• _Exercise prompt_
Exactly and in full, give the records again.
═══ Supplied records ═══
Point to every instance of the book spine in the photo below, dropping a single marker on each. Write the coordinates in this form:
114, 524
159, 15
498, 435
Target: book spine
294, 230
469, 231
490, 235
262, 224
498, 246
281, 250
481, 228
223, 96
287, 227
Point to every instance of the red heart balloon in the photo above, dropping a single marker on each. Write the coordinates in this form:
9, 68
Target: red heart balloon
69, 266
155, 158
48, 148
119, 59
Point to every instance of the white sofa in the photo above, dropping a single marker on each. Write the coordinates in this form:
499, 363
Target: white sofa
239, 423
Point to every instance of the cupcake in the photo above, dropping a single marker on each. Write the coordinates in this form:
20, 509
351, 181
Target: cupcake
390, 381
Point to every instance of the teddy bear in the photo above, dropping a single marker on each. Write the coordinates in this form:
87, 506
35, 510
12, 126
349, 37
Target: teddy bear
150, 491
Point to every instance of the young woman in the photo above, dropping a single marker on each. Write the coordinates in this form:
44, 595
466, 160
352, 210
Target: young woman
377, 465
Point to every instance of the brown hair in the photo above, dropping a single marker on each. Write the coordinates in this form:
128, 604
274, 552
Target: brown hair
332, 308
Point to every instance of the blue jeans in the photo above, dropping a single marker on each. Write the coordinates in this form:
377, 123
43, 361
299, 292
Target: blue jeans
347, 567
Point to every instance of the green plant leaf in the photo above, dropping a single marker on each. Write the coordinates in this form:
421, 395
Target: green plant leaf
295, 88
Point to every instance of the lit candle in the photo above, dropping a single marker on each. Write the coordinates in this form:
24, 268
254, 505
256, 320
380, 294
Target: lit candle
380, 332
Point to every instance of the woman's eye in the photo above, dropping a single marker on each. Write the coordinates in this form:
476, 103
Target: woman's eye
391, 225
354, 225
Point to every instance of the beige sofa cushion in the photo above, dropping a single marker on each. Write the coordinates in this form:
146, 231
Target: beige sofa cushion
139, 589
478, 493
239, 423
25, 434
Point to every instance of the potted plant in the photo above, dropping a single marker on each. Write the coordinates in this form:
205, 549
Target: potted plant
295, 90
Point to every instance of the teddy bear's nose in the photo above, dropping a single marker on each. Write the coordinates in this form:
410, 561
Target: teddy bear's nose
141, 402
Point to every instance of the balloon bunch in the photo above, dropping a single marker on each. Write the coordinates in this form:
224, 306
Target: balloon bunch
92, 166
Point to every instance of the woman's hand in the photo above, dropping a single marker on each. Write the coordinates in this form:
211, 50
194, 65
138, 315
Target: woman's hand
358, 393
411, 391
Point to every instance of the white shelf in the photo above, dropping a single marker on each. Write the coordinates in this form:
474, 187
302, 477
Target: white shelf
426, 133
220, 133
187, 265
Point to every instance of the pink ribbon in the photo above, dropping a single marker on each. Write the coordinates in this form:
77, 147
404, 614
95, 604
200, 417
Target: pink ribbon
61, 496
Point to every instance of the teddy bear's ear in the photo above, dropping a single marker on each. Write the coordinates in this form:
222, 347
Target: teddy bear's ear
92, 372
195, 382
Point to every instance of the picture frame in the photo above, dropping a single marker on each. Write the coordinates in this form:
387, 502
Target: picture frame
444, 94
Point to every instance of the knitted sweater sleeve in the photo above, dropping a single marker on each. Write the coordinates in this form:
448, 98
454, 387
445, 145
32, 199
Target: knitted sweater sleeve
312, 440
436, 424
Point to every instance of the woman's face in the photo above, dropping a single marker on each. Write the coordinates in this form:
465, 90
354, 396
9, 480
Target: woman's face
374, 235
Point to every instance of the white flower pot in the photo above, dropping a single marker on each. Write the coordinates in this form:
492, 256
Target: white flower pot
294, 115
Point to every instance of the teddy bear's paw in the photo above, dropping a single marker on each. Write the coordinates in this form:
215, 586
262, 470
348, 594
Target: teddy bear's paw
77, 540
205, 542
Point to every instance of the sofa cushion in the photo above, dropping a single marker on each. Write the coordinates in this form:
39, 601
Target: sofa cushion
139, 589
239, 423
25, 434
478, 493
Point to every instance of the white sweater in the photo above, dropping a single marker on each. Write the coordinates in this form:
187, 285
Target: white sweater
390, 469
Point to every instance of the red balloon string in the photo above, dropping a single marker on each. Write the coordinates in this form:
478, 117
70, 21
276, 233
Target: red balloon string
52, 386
═══
• _Written solution_
Point to every instance of the book spine in the photo below, dropping a single marker on each. Write the coordinates in this form:
114, 524
159, 15
498, 435
Target: book spine
294, 230
469, 231
490, 235
262, 224
498, 246
281, 250
481, 228
223, 96
287, 227
Point to every instance of the red heart balloon in the photo above, dropping a single marker on each. Write the coordinates in this form:
9, 68
Target: red heart balloon
69, 266
155, 158
48, 148
119, 59
Point to every instance of the white sofa in the photo above, dropping a single marker on each. Write the coordinates in this form:
499, 363
Target: white sofa
239, 423
Point to every instance of the cupcake in the photo above, dropping a single marker on each. Write the coordinates in this form:
20, 509
351, 181
Target: cupcake
390, 381
Point to every instance of the teddy bear in the photo above, dropping a single marker on each. Write the coordinates in this form:
87, 506
35, 510
12, 126
349, 37
Target: teddy bear
150, 491
Point to every instance of the young woman in the photo above, dropping a single marker on each. Write the coordinates in this form:
44, 595
466, 160
352, 210
Target: young woman
377, 465
Point to every instance of the brown hair in the photo above, dropping a single marker on each. Write the coordinates in this form:
128, 604
274, 552
Target: brown hair
332, 308
Point to every instance of the blue jeans in the photo above, dropping a single marker on each. Write the coordinates in this form:
377, 123
43, 361
299, 292
Target: blue jeans
347, 567
Point to every instance of the green plant leaf in the photo above, dropping a single marker on each. Write the coordinates in this form:
421, 395
Target: green plant leaf
295, 88
Point to every instance of the lit candle in the photo above, dropping a single marker on each. Write the coordinates in this form:
24, 268
254, 505
256, 320
380, 294
Target: lit candle
380, 332
Point to every instance of the woman's eye in the photo above, dropping a single marker on each. Write the coordinates in this form:
476, 103
Target: woman's eye
391, 225
354, 225
Point to every instance of the beige sofa cushion in the photo above, dropping a single marker on each. Write the coordinates in this form:
146, 231
Target: beige sofa cushion
139, 589
478, 493
239, 423
25, 434
Point to every instance of the potted plant in the photo above, dropping a single marker on each. Write the coordinates in this form:
205, 549
Target: potted plant
295, 90
Point to every instance of the teddy bear's nose in the photo above, dropping a single marker on each. Write the coordinates in this form:
410, 561
Target: teddy bear's nose
141, 402
Point to every instance of the balloon bunch in the photo above, dropping a single marker on each. Write the coordinates in this form:
224, 306
Target: balloon bunch
92, 166
Point to every instance of the woman's hand in the photo above, dropping a single marker on each. Write the coordinates in this form:
211, 50
194, 65
138, 315
Target: woman's hand
358, 393
411, 391
Point to every instance of the white shelf in the photo above, dropping a single marker on each. Write the coordinates in this form:
474, 187
302, 477
Target: white shelf
426, 133
220, 133
187, 265
Point to every instance of the pink ribbon in the photo above, dropping a single marker on each. Write the coordinates in this form:
77, 147
404, 614
95, 604
200, 417
Target: pink ribbon
61, 496
Point to every instance of the teddy bear's ear in the photo above, dropping a single marker on each. Write the coordinates in this form:
222, 347
Target: teddy bear's ear
92, 372
195, 382
Point to every instance of the picture frame in the photo above, dropping a single marker on each. Write the coordinates in this form:
387, 502
Target: picture frame
444, 94
Point to every instance of the knitted sweater sleeve in the photo above, dropping a single marker on each. Write the coordinates in this form:
448, 98
454, 387
445, 145
32, 199
Target: knitted sweater sleeve
312, 440
436, 424
Point to every instance of the woman's face in the photo above, dropping a single marker on each. Write the coordinates in this form:
465, 90
354, 396
9, 480
Target: woman's face
374, 235
Point to every instance of the white flower pot in the photo above, dropping a single marker on each. Write the coordinates in this form:
492, 256
Target: white flower pot
294, 115
Point to every instance of the teddy bear's paw in the photo above, dropping a single marker on each. Write the coordinates in this form:
215, 586
262, 470
348, 594
Target: teddy bear's paw
77, 540
205, 542
Point to every instance of the sofa cushion in the photo above, dropping a single marker on each. Write the coordinates in this form:
39, 601
Target: sofa cushion
139, 589
239, 423
25, 434
478, 493
Point to every instance of the white sweater in the photo above, dropping a single marker on each. Write the coordinates in this form:
187, 285
Target: white sweater
390, 469
Point to every instance of the red balloon string in the photo above, dropping a single marker on each. Write the coordinates in this form:
478, 117
70, 21
276, 233
Target: red balloon string
52, 386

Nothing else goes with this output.